Instructions to follow –
Arrange everything in the records from the line containing "Where can the bearded" down to the line containing "point(219, 155)" as a numbered list, and leave out any blank lines.

Position identification records
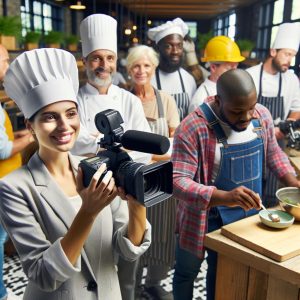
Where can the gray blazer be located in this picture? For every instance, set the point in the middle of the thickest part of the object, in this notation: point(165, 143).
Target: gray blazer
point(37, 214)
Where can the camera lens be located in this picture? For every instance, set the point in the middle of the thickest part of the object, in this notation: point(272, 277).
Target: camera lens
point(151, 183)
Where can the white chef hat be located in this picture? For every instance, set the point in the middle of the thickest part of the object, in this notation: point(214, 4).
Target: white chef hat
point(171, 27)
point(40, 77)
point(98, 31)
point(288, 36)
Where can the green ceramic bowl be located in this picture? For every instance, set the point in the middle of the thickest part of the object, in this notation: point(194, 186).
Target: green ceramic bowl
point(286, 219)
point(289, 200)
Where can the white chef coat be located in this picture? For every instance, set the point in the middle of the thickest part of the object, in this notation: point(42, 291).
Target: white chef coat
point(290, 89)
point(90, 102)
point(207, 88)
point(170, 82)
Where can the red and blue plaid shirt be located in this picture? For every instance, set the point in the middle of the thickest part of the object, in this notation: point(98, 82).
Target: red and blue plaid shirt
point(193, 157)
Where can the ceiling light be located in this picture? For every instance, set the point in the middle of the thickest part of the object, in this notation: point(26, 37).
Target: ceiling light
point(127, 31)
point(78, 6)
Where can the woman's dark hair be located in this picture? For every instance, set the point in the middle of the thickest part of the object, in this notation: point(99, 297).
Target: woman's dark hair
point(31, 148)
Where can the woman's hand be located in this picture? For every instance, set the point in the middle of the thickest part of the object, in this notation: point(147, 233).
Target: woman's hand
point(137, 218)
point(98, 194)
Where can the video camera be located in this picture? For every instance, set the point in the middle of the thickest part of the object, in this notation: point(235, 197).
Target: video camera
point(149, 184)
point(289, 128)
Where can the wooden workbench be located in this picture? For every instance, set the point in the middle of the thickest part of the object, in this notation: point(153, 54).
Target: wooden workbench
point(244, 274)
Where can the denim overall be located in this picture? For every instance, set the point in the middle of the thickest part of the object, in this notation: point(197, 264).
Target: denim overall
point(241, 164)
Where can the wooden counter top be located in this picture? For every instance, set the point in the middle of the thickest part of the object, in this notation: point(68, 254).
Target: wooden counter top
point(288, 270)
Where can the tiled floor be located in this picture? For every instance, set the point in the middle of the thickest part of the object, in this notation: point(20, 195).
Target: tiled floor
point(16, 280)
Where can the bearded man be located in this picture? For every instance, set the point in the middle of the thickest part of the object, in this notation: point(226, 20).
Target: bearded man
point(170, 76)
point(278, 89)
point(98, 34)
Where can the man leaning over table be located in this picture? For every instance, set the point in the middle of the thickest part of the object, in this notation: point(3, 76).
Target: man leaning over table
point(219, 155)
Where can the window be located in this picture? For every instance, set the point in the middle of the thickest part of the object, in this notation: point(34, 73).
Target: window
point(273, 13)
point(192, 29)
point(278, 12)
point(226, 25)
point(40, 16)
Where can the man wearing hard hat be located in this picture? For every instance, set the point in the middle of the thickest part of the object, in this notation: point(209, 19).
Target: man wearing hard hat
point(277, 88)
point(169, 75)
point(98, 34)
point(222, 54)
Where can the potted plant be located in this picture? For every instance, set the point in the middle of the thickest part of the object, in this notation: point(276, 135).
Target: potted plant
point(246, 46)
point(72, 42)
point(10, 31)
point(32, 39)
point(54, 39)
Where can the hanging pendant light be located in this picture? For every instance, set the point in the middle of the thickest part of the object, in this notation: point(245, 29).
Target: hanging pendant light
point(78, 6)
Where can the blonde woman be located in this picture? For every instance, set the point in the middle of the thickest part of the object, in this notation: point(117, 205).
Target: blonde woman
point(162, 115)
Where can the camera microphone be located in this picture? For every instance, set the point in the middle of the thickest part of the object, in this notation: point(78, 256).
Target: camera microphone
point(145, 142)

Exercise solution –
1. Where can the bearded man be located in this picture? For every instance, set the point in the middle of the thickest part of the object, in this notation: point(226, 20).
2. Target: bearded man
3. point(170, 76)
4. point(278, 89)
5. point(98, 34)
6. Where can the man leaning over table be located in this picture? For every instance, set the point in the middle of the thickest part of the object, in this notation: point(3, 76).
7. Target: man leaning over table
8. point(219, 155)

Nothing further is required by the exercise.